YOUR OBJECTIVE:
Collect every line in the items below that contains the word "blue", and copy each one out.

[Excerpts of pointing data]
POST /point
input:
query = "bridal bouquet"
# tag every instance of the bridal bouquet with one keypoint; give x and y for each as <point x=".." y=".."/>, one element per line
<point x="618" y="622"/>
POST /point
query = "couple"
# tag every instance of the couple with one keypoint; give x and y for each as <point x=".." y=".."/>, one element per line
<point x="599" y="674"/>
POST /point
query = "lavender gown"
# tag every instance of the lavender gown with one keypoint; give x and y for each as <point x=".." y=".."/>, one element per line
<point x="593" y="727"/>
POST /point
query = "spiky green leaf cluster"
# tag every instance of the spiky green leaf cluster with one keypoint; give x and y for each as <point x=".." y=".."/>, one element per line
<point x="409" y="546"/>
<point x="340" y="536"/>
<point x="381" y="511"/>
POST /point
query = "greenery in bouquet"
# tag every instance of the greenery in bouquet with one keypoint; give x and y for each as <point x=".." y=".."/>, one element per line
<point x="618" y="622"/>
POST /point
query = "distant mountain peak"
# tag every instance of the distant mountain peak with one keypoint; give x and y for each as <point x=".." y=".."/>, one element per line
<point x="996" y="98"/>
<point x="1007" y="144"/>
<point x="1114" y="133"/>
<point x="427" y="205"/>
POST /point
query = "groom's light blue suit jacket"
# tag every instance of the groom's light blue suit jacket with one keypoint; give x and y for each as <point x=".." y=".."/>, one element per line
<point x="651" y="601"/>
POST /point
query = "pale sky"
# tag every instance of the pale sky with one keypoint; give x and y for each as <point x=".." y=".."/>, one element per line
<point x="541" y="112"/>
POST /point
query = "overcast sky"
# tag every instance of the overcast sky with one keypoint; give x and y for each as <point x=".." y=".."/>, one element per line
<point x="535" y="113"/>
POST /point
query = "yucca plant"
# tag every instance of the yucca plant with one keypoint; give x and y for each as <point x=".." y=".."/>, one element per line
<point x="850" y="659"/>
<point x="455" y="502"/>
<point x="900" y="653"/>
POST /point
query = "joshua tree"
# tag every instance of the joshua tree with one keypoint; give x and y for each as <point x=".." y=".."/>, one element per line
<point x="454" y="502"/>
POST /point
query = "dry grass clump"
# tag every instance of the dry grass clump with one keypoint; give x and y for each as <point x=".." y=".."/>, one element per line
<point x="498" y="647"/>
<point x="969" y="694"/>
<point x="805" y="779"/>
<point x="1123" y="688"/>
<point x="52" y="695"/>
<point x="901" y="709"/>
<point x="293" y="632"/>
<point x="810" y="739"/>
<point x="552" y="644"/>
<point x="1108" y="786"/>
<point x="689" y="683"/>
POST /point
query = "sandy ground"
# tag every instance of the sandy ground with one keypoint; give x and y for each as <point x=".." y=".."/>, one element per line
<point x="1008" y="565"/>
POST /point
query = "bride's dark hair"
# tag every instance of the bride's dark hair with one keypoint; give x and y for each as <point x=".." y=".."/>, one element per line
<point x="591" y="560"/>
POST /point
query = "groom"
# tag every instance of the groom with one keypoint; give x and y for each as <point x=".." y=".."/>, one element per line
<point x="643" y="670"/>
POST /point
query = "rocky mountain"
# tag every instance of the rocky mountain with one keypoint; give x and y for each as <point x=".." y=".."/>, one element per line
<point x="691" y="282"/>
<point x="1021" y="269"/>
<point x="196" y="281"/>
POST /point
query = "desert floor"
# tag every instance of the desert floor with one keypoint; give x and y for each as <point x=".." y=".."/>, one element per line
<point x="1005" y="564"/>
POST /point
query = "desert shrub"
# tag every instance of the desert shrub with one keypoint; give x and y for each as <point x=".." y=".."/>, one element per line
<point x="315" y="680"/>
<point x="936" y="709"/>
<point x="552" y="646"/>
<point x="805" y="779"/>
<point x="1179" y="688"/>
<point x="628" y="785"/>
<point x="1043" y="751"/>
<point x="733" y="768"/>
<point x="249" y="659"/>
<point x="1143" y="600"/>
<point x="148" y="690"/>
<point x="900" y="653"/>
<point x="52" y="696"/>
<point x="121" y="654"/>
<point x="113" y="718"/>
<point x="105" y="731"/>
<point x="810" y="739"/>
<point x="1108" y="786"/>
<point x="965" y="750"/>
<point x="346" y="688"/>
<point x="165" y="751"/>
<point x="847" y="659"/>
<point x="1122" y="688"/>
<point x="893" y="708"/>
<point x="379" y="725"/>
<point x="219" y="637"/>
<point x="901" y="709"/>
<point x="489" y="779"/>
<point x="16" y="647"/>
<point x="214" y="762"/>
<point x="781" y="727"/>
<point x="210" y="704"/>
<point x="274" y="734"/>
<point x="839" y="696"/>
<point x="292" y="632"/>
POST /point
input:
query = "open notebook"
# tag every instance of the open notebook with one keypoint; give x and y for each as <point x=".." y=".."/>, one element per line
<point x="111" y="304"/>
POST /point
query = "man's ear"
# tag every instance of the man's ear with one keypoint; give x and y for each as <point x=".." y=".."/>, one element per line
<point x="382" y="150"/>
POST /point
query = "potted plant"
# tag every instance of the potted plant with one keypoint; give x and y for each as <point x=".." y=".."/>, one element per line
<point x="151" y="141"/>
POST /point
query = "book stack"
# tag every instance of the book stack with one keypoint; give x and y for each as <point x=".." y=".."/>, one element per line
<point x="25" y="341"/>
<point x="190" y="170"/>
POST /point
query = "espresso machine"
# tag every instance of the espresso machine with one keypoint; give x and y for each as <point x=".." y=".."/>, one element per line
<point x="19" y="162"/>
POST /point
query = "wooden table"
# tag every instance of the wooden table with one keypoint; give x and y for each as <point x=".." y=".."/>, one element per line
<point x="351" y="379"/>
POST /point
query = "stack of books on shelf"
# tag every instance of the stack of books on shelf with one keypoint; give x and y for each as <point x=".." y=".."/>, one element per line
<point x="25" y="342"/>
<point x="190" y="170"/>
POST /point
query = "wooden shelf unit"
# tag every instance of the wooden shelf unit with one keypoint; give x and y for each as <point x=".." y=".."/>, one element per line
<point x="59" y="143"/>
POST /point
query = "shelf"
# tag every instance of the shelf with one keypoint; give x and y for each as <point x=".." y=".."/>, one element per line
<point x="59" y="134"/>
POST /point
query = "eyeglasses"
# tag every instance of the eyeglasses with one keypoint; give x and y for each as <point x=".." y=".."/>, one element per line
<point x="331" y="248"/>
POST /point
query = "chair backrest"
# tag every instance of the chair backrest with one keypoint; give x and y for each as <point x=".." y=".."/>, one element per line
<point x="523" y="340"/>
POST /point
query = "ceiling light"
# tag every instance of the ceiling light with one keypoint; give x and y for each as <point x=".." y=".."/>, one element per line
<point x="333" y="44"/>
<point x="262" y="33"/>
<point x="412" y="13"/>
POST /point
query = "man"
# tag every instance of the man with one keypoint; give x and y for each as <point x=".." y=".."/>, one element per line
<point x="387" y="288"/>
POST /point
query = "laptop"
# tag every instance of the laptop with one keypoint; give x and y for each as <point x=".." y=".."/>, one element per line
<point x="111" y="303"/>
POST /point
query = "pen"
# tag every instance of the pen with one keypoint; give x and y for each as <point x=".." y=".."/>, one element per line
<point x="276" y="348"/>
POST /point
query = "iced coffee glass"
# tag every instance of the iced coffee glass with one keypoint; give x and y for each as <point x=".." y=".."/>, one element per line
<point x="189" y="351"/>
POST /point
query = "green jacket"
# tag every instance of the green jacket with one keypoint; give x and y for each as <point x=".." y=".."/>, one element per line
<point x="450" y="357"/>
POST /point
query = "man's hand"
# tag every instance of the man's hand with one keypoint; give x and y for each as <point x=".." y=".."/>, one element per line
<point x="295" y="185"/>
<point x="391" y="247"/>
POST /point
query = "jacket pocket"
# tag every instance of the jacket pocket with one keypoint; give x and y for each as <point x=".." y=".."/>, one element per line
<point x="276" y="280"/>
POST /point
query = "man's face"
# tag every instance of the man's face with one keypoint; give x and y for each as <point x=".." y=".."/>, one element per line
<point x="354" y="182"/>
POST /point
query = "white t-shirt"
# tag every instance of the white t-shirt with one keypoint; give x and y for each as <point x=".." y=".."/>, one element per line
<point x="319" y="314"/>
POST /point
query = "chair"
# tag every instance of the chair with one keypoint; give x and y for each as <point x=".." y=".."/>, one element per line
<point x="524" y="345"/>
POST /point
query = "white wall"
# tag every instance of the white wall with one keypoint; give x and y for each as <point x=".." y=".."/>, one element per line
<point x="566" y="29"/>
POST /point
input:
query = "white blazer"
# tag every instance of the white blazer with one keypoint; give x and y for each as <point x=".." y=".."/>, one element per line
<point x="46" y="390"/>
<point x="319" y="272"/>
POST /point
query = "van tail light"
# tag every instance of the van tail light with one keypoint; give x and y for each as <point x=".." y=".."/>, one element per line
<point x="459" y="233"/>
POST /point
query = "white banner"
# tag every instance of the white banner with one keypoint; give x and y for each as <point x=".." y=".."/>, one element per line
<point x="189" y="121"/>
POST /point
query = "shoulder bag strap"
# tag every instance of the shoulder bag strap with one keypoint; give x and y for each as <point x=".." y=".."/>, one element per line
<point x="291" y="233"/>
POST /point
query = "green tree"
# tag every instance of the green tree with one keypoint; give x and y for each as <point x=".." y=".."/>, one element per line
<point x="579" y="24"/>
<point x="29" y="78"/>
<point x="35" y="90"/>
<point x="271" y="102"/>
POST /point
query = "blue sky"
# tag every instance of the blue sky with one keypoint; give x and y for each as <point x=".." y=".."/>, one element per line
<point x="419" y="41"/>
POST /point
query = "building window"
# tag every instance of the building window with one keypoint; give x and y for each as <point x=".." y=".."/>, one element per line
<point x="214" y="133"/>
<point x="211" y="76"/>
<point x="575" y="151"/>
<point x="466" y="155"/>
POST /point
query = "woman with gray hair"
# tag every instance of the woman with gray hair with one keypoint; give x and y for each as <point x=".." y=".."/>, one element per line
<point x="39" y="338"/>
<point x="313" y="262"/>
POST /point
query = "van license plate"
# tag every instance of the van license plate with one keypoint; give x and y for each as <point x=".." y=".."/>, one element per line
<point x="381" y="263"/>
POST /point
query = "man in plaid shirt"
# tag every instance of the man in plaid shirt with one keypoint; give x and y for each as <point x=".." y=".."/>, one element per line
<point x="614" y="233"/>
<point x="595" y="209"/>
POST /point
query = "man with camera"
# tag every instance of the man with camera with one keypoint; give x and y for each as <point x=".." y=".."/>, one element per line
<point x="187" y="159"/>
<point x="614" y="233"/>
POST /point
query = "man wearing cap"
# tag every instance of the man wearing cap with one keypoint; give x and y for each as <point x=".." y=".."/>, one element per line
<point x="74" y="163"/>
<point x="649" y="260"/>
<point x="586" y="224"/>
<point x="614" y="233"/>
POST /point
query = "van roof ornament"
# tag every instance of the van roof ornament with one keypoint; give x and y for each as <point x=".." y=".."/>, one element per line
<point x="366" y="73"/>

OUTPUT OF THE TASK:
query = "groom's light blue suit jacket"
# tag every instance of the groom's light blue suit jacket with one keypoint; give x and y for each as <point x=".." y=".."/>, one element per line
query = "blue sky"
# tag every instance of the blue sky with one keypoint; give x and y for each as <point x=".." y=".."/>, one element per line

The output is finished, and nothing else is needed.